### PROBLEM REQUIREMENTS
Transcribe exactly the lines from the one containing "draw the outline of white border" through the end of the data, both included. Leave out pictures.

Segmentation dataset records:
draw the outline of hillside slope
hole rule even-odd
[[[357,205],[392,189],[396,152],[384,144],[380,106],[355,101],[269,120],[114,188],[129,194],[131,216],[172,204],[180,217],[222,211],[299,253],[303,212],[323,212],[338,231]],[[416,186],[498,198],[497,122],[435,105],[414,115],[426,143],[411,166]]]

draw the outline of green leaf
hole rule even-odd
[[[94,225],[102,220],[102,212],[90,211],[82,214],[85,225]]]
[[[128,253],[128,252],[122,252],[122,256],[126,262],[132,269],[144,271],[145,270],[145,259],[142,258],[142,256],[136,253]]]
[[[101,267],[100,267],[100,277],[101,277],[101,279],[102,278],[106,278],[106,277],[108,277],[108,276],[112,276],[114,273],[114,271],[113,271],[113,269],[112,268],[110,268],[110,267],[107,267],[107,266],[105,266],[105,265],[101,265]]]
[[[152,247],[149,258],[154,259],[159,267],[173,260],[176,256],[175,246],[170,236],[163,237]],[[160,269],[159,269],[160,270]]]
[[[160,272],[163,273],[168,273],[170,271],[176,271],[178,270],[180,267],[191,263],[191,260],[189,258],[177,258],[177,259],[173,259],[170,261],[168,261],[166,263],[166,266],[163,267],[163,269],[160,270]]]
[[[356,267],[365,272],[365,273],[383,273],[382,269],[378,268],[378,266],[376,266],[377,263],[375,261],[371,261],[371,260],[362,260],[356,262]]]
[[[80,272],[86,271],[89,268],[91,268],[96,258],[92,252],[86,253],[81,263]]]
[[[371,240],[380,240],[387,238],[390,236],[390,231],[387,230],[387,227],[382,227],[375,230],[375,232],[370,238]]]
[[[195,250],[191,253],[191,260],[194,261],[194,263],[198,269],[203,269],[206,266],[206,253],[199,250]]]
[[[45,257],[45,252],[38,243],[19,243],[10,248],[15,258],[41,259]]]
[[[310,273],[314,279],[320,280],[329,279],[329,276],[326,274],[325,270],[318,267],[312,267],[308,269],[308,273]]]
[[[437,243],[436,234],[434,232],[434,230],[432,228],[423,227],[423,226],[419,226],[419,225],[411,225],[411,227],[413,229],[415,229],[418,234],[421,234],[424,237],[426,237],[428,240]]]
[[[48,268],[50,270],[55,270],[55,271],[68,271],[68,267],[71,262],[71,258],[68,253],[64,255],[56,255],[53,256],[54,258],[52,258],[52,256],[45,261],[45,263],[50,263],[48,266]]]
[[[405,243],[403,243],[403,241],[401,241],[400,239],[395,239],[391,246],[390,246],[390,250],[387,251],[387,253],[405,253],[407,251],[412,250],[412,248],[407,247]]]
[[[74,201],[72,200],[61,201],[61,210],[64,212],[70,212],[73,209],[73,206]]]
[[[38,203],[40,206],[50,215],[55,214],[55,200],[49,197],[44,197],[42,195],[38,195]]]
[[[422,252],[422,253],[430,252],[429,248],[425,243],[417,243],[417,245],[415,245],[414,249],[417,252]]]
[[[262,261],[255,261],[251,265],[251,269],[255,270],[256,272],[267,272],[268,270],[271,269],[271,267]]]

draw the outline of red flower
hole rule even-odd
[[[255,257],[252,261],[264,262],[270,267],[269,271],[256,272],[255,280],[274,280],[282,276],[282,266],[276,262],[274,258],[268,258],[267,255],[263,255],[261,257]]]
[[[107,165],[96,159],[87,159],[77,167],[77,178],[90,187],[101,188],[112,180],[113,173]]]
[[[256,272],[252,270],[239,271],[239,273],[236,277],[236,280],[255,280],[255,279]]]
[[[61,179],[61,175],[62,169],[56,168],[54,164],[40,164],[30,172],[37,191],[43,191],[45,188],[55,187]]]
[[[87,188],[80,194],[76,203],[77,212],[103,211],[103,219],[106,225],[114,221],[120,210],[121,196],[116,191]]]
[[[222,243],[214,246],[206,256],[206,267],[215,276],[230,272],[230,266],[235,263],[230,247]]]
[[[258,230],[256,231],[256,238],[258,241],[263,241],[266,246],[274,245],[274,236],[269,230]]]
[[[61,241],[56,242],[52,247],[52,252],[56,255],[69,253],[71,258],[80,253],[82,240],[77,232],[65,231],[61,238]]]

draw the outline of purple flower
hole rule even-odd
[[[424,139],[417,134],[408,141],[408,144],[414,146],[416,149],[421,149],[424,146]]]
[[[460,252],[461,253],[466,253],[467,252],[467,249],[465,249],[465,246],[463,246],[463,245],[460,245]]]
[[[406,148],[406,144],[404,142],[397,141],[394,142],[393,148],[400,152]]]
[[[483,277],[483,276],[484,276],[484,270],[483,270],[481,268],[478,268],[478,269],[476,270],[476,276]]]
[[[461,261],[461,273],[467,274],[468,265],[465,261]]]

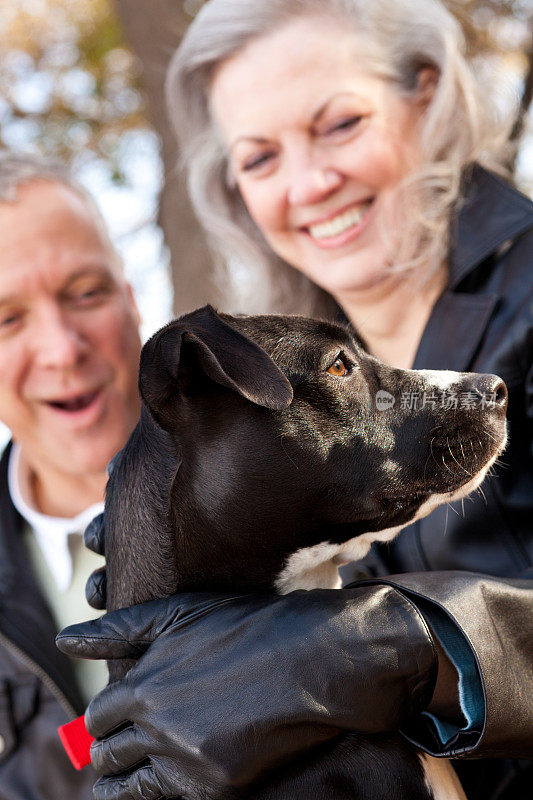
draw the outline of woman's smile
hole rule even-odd
[[[355,66],[357,47],[331,19],[297,19],[224,62],[211,87],[250,216],[341,305],[384,277],[397,187],[420,149],[416,92]]]
[[[323,221],[309,223],[302,231],[319,246],[326,249],[342,247],[353,241],[365,229],[373,205],[373,198],[355,203],[341,211],[333,212]]]

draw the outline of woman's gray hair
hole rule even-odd
[[[504,172],[509,125],[466,56],[459,23],[439,0],[210,0],[174,55],[167,99],[191,200],[226,276],[230,310],[328,316],[333,309],[324,291],[272,252],[251,220],[228,180],[226,149],[209,107],[218,66],[254,38],[295,17],[317,15],[352,26],[364,50],[357,66],[404,96],[417,90],[422,68],[438,75],[423,117],[422,167],[399,187],[404,196],[394,217],[391,206],[387,227],[402,231],[391,270],[420,278],[437,269],[447,255],[465,168],[477,161]]]

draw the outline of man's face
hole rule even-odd
[[[37,477],[102,473],[139,413],[139,317],[85,201],[52,181],[0,202],[0,419]]]

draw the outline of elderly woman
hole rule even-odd
[[[67,646],[80,655],[146,650],[89,707],[104,776],[95,797],[245,791],[336,735],[339,718],[460,758],[471,799],[529,797],[533,205],[496,174],[505,130],[459,26],[437,0],[211,0],[168,88],[214,252],[241,278],[256,270],[241,310],[344,318],[395,366],[497,373],[510,445],[464,513],[438,510],[356,565],[373,576],[364,602],[382,613],[392,655],[372,647],[372,625],[333,624],[354,588],[320,605],[300,598],[294,635],[269,624],[264,598],[191,595],[78,628]],[[401,622],[383,585],[410,601]],[[290,618],[293,596],[277,602]],[[241,637],[232,660],[228,642]],[[324,637],[330,671],[311,713],[300,678],[321,669]],[[346,653],[363,646],[354,671]],[[197,665],[186,687],[185,658]],[[282,718],[265,702],[280,693]]]

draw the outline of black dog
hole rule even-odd
[[[144,346],[139,385],[141,419],[108,485],[109,609],[181,590],[336,587],[339,564],[468,494],[505,446],[499,378],[393,369],[343,327],[301,317],[188,314]],[[435,781],[396,735],[341,735],[309,761],[255,800],[390,800],[372,772],[395,776],[395,800],[463,796],[447,762]]]

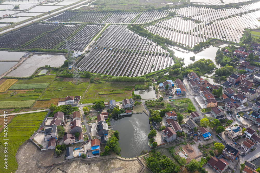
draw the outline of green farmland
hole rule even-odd
[[[15,158],[17,150],[30,138],[34,132],[37,130],[47,112],[46,111],[16,115],[8,124],[7,137],[4,137],[4,130],[0,134],[0,150],[4,151],[5,147],[4,143],[6,141],[3,140],[4,138],[9,139],[8,153],[4,154],[2,152],[0,153],[0,164],[2,168],[4,155],[8,155],[8,169],[2,168],[1,172],[14,172],[17,169],[18,165]]]

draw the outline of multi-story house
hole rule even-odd
[[[235,85],[236,82],[239,81],[240,79],[240,77],[233,74],[229,76],[228,81],[233,85]]]
[[[244,149],[246,154],[253,148],[255,146],[255,143],[249,139],[248,139],[244,142],[241,145],[241,148]]]
[[[190,117],[194,122],[200,120],[200,116],[197,111],[191,113],[190,114]]]
[[[170,127],[167,127],[162,131],[161,139],[166,142],[169,142],[176,139],[177,134]]]
[[[257,73],[254,76],[253,82],[257,84],[260,84],[260,74]]]
[[[258,102],[256,102],[253,104],[252,109],[253,111],[257,112],[259,112],[260,110],[260,103]]]
[[[225,158],[233,162],[237,157],[240,151],[235,147],[228,144],[223,149],[222,154]]]
[[[251,138],[252,137],[252,136],[256,132],[256,131],[254,130],[249,127],[246,129],[244,132],[243,137],[245,137],[246,139],[251,139]]]
[[[225,113],[224,112],[224,111],[218,107],[214,107],[212,108],[210,113],[213,115],[213,116],[216,117],[216,118],[219,120],[220,119],[225,119],[225,116],[224,115]]]
[[[248,120],[251,121],[252,123],[254,123],[257,118],[260,117],[260,114],[258,112],[253,111],[249,117]]]
[[[209,98],[215,98],[212,94],[208,91],[204,91],[201,92],[200,96],[204,102]]]
[[[177,119],[177,114],[174,111],[166,112],[165,115],[167,119],[172,119],[174,121]]]
[[[226,81],[224,83],[222,86],[224,89],[226,89],[228,88],[231,88],[233,85],[228,81]]]
[[[228,135],[231,139],[240,136],[242,131],[242,129],[240,126],[235,126],[231,125],[225,129],[224,133]]]
[[[228,96],[229,98],[231,98],[232,96],[235,94],[235,92],[230,88],[228,88],[224,91],[224,93]]]
[[[250,89],[253,85],[253,83],[245,79],[241,83],[241,85],[246,88]]]
[[[216,170],[217,172],[223,173],[228,167],[229,164],[223,159],[219,159],[216,157],[212,157],[207,162],[208,164]]]
[[[240,93],[239,93],[237,95],[232,96],[231,98],[234,100],[239,101],[242,103],[245,103],[247,101],[247,98]]]
[[[243,61],[240,63],[240,67],[241,68],[246,68],[248,65],[249,65],[250,63],[246,61]]]
[[[247,93],[246,96],[249,101],[253,101],[259,97],[260,93],[255,90],[249,90]]]
[[[205,104],[207,108],[213,108],[217,106],[218,103],[216,99],[214,98],[209,98],[205,101]]]

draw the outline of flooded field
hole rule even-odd
[[[50,65],[59,67],[66,60],[64,55],[49,54],[34,55],[26,59],[16,69],[7,76],[15,77],[28,77],[31,75],[39,67]]]

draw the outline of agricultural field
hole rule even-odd
[[[0,102],[0,109],[27,108],[31,106],[35,102],[35,100]]]
[[[8,172],[14,172],[18,165],[15,158],[16,152],[19,147],[28,140],[39,128],[48,111],[26,114],[16,116],[8,124],[7,137],[8,141]],[[5,134],[2,131],[0,134],[0,150],[3,151],[4,145],[3,137]],[[4,155],[0,153],[0,164],[3,165]],[[2,170],[4,169],[2,169]]]
[[[65,98],[69,95],[81,96],[82,97],[89,84],[88,82],[75,85],[70,82],[54,81],[46,89],[40,98]]]
[[[15,84],[9,88],[10,90],[28,89],[45,88],[49,84],[27,83],[23,84]]]
[[[127,85],[127,86],[126,86]],[[134,83],[130,82],[114,82],[106,83],[91,83],[88,89],[83,98],[81,98],[81,103],[93,103],[97,100],[105,102],[109,99],[121,101],[126,98],[131,97],[131,93],[134,88]],[[112,94],[99,94],[101,91],[110,92]],[[123,93],[114,93],[114,91],[123,91]]]
[[[190,99],[187,98],[175,99],[174,101],[170,102],[167,104],[167,107],[176,112],[188,112],[189,109],[191,109],[193,112],[196,111]]]
[[[38,100],[32,107],[47,108],[50,107],[51,103],[57,105],[59,99],[59,98],[52,98],[50,100]]]
[[[8,79],[0,85],[0,92],[5,92],[12,85],[15,83],[18,80]]]

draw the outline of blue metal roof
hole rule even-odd
[[[206,133],[204,133],[203,135],[202,135],[202,136],[204,138],[206,138],[207,137],[209,137],[209,136],[211,136],[211,134],[209,132],[207,132]]]
[[[92,154],[97,154],[98,153],[99,153],[99,150],[98,150],[98,151],[94,151],[92,152]]]
[[[94,150],[97,149],[99,149],[99,145],[91,147],[91,150]]]

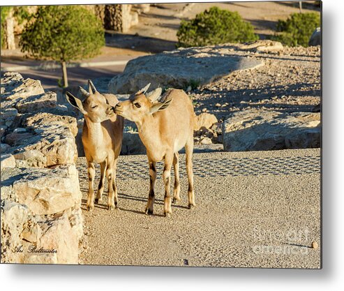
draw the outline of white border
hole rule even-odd
[[[105,3],[109,1],[59,1]],[[116,1],[133,3],[133,1]],[[144,3],[144,1],[135,2]],[[156,1],[155,3],[167,2]],[[174,2],[170,0],[169,2]],[[257,269],[88,266],[0,266],[1,288],[16,290],[343,290],[343,2],[323,1],[323,269]],[[3,1],[1,2],[1,4]],[[57,3],[15,0],[8,5]]]

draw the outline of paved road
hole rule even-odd
[[[80,264],[320,267],[320,250],[311,248],[320,242],[319,149],[195,154],[192,210],[181,156],[182,200],[170,218],[162,216],[161,163],[155,214],[147,216],[145,156],[120,158],[119,210],[112,211],[106,197],[85,211],[86,162],[79,158],[86,234]]]

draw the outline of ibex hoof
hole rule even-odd
[[[147,215],[152,215],[153,210],[149,209],[149,208],[146,208],[146,209],[144,210],[144,213]]]

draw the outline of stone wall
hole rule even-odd
[[[76,119],[17,73],[1,78],[1,262],[77,264]]]

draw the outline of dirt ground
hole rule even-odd
[[[303,12],[320,11],[313,3],[303,2]],[[299,12],[298,1],[153,4],[149,13],[139,16],[139,24],[127,33],[112,34],[108,31],[112,36],[107,38],[108,45],[147,52],[173,50],[181,20],[194,18],[196,14],[214,6],[238,12],[255,27],[255,32],[261,39],[274,35],[279,19],[285,20],[291,13]]]
[[[188,209],[181,155],[181,201],[169,218],[163,216],[162,163],[154,214],[148,216],[145,156],[120,156],[119,209],[107,209],[105,192],[93,211],[85,210],[87,170],[79,158],[80,264],[318,269],[321,246],[311,246],[320,245],[320,158],[319,149],[195,154],[197,207]],[[99,167],[96,172],[98,182]]]

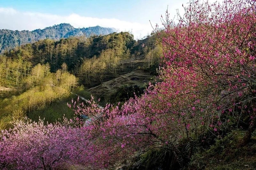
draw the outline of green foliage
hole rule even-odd
[[[70,24],[65,23],[32,31],[0,30],[0,53],[5,49],[12,48],[41,39],[59,39],[70,36],[82,35],[89,37],[95,35],[107,35],[116,31],[114,28],[99,26],[75,28]]]
[[[123,86],[118,88],[116,92],[107,96],[104,99],[110,103],[117,104],[121,103],[134,98],[135,94],[137,97],[140,96],[144,93],[145,87],[140,87],[137,85]]]
[[[256,138],[254,135],[247,145],[240,146],[245,132],[233,131],[223,138],[216,138],[209,149],[199,149],[192,156],[188,169],[254,169]]]

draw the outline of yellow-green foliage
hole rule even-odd
[[[24,81],[28,90],[0,103],[0,129],[7,127],[10,120],[20,119],[26,113],[68,96],[76,85],[75,76],[63,70],[55,73],[49,70],[47,64],[35,66]]]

### THE RESPONSE
draw the outline of white border
hole rule even-odd
[[[105,3],[109,1],[59,1]],[[116,1],[133,3],[133,1]],[[144,3],[144,1],[135,2]],[[156,1],[155,3],[167,2]],[[174,2],[170,0],[169,2]],[[257,269],[88,266],[0,266],[1,288],[16,290],[343,290],[343,2],[323,1],[323,269]],[[3,1],[1,2],[1,4]],[[57,3],[15,0],[8,5]]]

draw the outline of paved road
hole rule even-odd
[[[80,264],[320,267],[320,250],[311,248],[320,242],[319,149],[195,154],[192,210],[181,156],[182,200],[170,218],[162,216],[161,163],[155,214],[147,216],[145,156],[120,158],[119,210],[112,211],[106,197],[85,211],[86,162],[79,158],[86,234]]]

draw the outline of ibex hoof
hole rule even-odd
[[[147,215],[152,215],[153,210],[149,209],[149,208],[146,208],[146,209],[144,210],[144,213]]]

draw the outline of stone wall
hole rule even-odd
[[[76,119],[17,73],[1,78],[1,262],[77,264]]]

draw the outline of dirt ground
hole rule even-odd
[[[303,12],[320,11],[313,3],[303,2]],[[299,12],[298,1],[153,4],[149,13],[139,16],[139,24],[127,33],[112,34],[108,31],[112,36],[107,38],[108,45],[147,52],[173,50],[181,20],[194,18],[196,14],[214,6],[238,12],[255,27],[255,32],[261,39],[274,35],[279,19],[285,20],[291,13]]]
[[[188,209],[181,155],[181,201],[169,218],[163,216],[162,163],[154,214],[148,216],[145,156],[120,156],[119,209],[107,209],[105,192],[93,211],[85,210],[87,170],[79,158],[80,264],[318,269],[321,246],[311,246],[320,245],[320,158],[319,149],[195,154],[197,207]],[[99,167],[96,172],[98,182]]]

draw the outline of green foliage
hole rule even-odd
[[[70,24],[65,23],[32,31],[0,30],[0,53],[5,49],[12,48],[41,39],[59,39],[70,36],[82,35],[89,37],[95,35],[107,35],[116,31],[114,28],[99,26],[75,28]]]
[[[123,86],[118,88],[116,92],[107,96],[104,99],[110,103],[117,104],[121,103],[134,98],[135,94],[137,97],[140,96],[144,93],[145,87],[140,87],[137,85]]]
[[[256,138],[254,135],[247,145],[240,146],[245,132],[233,131],[223,138],[216,138],[209,149],[199,149],[192,156],[188,169],[254,169]]]

draw the outline of yellow-green foliage
hole rule even-odd
[[[24,81],[28,90],[0,103],[0,129],[7,127],[10,120],[20,119],[26,113],[68,96],[76,85],[75,76],[63,70],[55,73],[49,70],[47,64],[35,66]]]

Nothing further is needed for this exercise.